*What is being asked*
Count how many lines in the records below contain the string "collar", treating uppercase and lowercase as different. Reply with the number alone.

*Data*
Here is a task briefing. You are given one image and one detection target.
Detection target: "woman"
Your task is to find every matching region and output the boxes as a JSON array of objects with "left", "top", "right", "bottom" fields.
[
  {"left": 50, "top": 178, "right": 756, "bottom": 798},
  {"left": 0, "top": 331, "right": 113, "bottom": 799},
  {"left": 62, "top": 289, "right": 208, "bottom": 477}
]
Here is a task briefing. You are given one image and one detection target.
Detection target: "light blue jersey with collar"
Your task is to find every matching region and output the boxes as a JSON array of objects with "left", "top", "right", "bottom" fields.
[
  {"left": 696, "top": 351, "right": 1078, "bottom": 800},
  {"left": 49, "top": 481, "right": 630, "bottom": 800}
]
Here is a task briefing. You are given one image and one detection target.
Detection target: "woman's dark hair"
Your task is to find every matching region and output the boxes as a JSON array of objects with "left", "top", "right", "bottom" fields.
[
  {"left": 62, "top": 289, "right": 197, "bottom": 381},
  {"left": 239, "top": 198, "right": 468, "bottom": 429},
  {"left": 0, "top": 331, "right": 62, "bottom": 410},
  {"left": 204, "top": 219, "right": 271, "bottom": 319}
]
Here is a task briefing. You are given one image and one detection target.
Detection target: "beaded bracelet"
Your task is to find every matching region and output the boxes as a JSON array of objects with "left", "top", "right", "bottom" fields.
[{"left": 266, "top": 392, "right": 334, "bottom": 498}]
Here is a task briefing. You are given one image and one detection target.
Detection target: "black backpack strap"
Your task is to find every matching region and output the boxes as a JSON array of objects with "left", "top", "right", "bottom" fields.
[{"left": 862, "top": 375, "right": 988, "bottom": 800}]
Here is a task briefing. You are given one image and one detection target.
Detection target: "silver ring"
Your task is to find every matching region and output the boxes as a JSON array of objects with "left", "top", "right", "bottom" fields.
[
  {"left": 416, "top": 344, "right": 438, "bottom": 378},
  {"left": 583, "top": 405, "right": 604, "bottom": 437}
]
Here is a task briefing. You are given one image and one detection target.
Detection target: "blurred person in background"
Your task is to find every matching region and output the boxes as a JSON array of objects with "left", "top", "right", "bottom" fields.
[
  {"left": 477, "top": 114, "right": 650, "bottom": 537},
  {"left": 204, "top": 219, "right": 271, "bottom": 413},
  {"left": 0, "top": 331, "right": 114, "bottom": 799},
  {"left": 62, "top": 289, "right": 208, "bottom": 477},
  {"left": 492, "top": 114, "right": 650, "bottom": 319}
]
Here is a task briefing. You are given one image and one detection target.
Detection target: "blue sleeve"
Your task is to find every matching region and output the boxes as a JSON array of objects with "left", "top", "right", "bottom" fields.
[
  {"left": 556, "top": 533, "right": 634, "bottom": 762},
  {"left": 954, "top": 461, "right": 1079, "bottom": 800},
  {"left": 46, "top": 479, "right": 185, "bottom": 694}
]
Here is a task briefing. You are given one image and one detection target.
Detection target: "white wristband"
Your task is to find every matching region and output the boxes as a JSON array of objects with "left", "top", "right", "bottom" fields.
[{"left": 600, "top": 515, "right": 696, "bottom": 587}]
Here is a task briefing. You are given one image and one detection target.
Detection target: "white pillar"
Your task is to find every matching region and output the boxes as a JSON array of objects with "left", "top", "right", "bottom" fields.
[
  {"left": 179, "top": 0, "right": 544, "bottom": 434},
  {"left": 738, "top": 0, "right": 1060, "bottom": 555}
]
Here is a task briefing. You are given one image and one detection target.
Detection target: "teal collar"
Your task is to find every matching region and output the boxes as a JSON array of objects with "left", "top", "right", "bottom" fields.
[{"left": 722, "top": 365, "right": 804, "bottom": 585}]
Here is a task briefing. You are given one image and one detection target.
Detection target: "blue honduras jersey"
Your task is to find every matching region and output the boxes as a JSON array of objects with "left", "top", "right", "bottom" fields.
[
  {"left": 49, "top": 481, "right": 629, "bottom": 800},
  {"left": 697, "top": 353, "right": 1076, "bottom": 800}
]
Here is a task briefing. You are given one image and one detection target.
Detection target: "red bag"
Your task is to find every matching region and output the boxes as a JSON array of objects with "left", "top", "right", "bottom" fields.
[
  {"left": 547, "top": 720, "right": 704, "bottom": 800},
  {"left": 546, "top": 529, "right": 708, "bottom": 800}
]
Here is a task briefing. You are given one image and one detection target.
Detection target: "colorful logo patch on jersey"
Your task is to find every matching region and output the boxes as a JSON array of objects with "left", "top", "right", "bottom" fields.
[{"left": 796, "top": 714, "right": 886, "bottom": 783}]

*The reply*
2